# Optimizing Inventory Management with Reinforcement Learning: A Hands-on Python Guide

#### A complete guide on how to apply the Q-Learning method in Python to optimize inventory management and reduce costs

Photo by Petrebels on Unsplash

### Inventory Management — What Problem Are We Solving?

Imagine you are managing a bike shop. Every day, you need to decide how many bikes to order from your supplier. If you order too many, you incur high holding costs (cost of storing bikes overnight); if you order too few, you might miss out on potential sales. Here, the challenge is to develop a (ordering) strategy that balances these trade-offs optimally. Inventory management is crucial in various industries, where the goal is to determine the optimal quantity of products to order periodically to maximize profitability.

**Why Reinforcement Learning for Inventory Management?**

Previously, we discussed approaching this problem using Dynamic Programming (DP) with the Markov Decision Process (MDP) Here. However, the DP approach requires a complete model of the environment (in this case, we need to know the probability distribution of demand), which may not always be available or practical.

Here, the Reinforcement Learning (RL) approach is presented, which overcomes that challenge by following a “data-driven” approach.

The goal is to build a “data-driven” agent that learns the best policy (how much to order) through interacting with the environment (uncertainty). The RL approach removes the need for prior knowledge about the model of the environment. This post explores the RL approach, specifically Q-learning, to find the optimal inventory policy.

__What you will do__.
- a) In the inventory management guide, write out the stretch from "#### A complete" through "to maximize profitability." again, swapping "bikes" for "scooters".
- b) According to the inventory management guide, what is meant by holding costs?
- c) Continue the guide on Q-learning for inventory management from its last sentence.

__Dataset entries__.
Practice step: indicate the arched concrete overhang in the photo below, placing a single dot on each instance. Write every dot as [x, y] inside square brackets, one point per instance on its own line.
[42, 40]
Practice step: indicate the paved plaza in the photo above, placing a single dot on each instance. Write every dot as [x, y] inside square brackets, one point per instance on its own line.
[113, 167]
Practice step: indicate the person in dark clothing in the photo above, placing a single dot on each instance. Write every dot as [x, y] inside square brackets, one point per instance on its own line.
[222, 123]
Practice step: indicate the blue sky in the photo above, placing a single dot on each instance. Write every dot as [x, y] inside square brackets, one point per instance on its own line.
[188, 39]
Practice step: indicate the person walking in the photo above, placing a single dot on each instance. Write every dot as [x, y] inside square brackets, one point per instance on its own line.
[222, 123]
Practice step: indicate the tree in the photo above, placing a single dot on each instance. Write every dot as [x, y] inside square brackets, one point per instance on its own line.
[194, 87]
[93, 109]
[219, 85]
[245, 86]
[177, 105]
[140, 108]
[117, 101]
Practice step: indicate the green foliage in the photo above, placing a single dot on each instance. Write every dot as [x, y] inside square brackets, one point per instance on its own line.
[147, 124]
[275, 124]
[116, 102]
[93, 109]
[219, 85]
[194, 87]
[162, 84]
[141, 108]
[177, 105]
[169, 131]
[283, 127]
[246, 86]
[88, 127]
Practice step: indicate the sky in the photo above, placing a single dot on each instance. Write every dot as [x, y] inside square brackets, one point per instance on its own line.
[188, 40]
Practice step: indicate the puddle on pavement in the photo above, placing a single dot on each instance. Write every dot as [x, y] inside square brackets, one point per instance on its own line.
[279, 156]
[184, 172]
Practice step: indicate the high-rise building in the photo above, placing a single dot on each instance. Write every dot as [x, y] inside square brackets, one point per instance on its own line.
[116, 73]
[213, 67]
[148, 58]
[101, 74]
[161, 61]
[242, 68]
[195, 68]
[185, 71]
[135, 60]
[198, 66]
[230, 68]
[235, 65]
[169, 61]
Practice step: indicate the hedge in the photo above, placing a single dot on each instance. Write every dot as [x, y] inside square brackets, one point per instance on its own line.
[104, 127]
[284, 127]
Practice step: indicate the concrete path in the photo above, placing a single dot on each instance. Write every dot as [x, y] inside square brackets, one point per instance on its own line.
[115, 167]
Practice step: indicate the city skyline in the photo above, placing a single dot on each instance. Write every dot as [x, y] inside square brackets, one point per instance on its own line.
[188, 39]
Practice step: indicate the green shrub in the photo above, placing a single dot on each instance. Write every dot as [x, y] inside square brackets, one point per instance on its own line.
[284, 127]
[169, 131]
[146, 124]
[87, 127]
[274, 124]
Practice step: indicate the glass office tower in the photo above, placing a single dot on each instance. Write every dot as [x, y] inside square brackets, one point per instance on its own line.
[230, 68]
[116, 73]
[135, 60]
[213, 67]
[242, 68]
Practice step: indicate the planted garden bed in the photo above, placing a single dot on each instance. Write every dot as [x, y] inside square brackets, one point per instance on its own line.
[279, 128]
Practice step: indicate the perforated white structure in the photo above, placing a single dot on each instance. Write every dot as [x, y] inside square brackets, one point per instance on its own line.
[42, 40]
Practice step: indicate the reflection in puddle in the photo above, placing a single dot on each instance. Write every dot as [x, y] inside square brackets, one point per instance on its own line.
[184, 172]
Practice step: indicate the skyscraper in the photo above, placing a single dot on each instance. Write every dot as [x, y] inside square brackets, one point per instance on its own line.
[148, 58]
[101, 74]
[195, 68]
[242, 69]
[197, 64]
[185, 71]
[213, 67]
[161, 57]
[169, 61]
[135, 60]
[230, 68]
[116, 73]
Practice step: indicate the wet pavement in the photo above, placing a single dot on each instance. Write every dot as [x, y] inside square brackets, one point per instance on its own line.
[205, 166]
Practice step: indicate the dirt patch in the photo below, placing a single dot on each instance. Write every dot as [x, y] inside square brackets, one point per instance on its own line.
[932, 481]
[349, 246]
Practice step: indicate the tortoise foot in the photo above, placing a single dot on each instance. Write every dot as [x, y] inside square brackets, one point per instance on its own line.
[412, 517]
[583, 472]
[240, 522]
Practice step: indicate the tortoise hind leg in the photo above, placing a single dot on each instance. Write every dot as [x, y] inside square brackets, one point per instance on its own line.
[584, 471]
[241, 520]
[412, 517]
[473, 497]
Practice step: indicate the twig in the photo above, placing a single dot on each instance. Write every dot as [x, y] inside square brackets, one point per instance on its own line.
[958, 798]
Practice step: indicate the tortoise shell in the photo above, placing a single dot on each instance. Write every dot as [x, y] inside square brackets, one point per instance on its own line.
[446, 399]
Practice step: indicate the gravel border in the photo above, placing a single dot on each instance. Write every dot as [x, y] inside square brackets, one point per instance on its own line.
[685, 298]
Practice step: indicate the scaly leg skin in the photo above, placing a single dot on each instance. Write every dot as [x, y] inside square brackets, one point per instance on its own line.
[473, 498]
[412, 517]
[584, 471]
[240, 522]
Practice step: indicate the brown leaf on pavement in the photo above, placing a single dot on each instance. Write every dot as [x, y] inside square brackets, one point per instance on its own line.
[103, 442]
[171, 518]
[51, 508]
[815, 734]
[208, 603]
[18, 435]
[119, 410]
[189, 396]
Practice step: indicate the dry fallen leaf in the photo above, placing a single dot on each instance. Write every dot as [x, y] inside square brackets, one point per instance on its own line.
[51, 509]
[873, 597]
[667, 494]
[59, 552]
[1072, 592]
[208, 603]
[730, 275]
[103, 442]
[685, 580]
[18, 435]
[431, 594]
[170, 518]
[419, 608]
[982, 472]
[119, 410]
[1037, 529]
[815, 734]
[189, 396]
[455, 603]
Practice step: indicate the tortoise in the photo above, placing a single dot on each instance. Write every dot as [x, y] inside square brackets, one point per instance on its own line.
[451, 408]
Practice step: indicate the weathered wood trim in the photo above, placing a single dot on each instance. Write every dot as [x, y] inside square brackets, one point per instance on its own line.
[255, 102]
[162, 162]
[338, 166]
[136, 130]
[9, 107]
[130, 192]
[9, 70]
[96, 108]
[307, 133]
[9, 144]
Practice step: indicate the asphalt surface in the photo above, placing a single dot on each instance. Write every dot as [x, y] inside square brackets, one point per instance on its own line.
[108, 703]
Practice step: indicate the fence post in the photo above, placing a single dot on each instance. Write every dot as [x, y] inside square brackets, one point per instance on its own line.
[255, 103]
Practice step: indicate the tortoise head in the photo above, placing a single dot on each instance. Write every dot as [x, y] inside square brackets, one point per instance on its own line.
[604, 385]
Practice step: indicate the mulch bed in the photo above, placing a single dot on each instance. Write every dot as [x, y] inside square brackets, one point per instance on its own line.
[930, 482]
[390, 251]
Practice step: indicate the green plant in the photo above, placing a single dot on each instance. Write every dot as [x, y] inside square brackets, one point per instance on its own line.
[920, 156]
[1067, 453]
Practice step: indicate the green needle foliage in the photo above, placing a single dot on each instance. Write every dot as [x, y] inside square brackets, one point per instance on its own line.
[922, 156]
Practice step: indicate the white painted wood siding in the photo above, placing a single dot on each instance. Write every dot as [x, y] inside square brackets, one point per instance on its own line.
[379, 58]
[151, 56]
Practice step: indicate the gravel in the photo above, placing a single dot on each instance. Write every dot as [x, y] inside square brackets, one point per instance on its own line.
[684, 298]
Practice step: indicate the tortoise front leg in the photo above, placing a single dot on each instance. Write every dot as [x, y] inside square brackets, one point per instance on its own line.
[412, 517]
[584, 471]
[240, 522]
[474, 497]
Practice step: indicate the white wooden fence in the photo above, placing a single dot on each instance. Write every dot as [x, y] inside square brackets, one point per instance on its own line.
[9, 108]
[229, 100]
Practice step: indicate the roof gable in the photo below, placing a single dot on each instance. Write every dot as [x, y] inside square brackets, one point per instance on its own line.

__Responses by task__.
- a)
#### A complete guide on how to apply the Q-Learning method in Python to optimize inventory management and reduce costs

Photo by Petrebels on Unsplash

### Inventory Management — What Problem Are We Solving?

Imagine you are managing a bike shop. Every day, you need to decide how many scooters to order from your supplier. If you order too many, you incur high holding costs (cost of storing scooters overnight); if you order too few, you might miss out on potential sales. Here, the challenge is to develop a (ordering) strategy that balances these trade-offs optimally. Inventory management is crucial in various industries, where the goal is to determine the optimal quantity of products to order periodically to maximize profitability.

- b) The cost of storing bikes overnight.

- c)
### How to Frame the Inventory Management Problem?

Before diving into the Q-learning method, it’s essential to understand the basics of the inventory management problem. At its core, inventory management is a sequential decision-making problem, where decisions made today affect the outcomes and choices available tomorrow. Let’s break down the key elements of this problem: the *state*, *uncertainty*, and *recurring decisions*.

**State**: What’s the Current Situation?

In the context of a bike shop, the state represents the current situation regarding inventory. It’s defined by two key components:

α (Alpha): The number of bikes you currently have in the store. (referred to as On-Hand Inventory)

β (Beta): The number of bikes that you ordered yesterday and are expected to arrive tomorrow morning (*36 hours delivery lead time*). These bikes are still in transit. (referred to as On-Order Inventory)

Together, (α,β) form the state, which gives a snapshot of your inventory status at any given moment.

**Uncertainty**: What Could Happen?

Uncertainty in this problem arises from the random demand for bikes each day. You don’t know exactly how many customers will walk in and request a bike, making it challenging to predict the exact demand.

**Decisions**: How Many Items Should you Order Every Day?

As the bike shop owner, you face a recurring decision every day: How many bikes should you order from the supplier? . Your decision needs to account for both the current state of your inventory (α,β) and also the uncertainty in customer demand for the following day.

A typical 24-hour cycle for managing your bike shop’s inventory is as follows:

6 PM: Observe the current state St:(α,β) of your inventory. (**State**)

6 PM: Make the decision on how many new bikes to order. (**Decision**)

6 AM: Receive the bikes you ordered 36 hours ago.

8 AM: Open the store to customers.

8 AM — 6 PM: Experience customer demand throughout the day. (**Uncertainty**)

6 PM: Close the store and prepare for the next cycle.

A graphical representation of the inventory management process is shown below:

A typical 24-hour cycle for inventory management — image source: Author

### What is Reinforcement Learning?

Reinforcement Learning (RL) is a data-driven method that focuses on learning how to make sequences of decisions (following a policy) to maximize a cumulative reward. It’s similar to how humans and animals learn what action to take through trial and error. In the context of inventory management, RL can be used to learn the optimal ordering policy that minimizes the total cost of inventory management.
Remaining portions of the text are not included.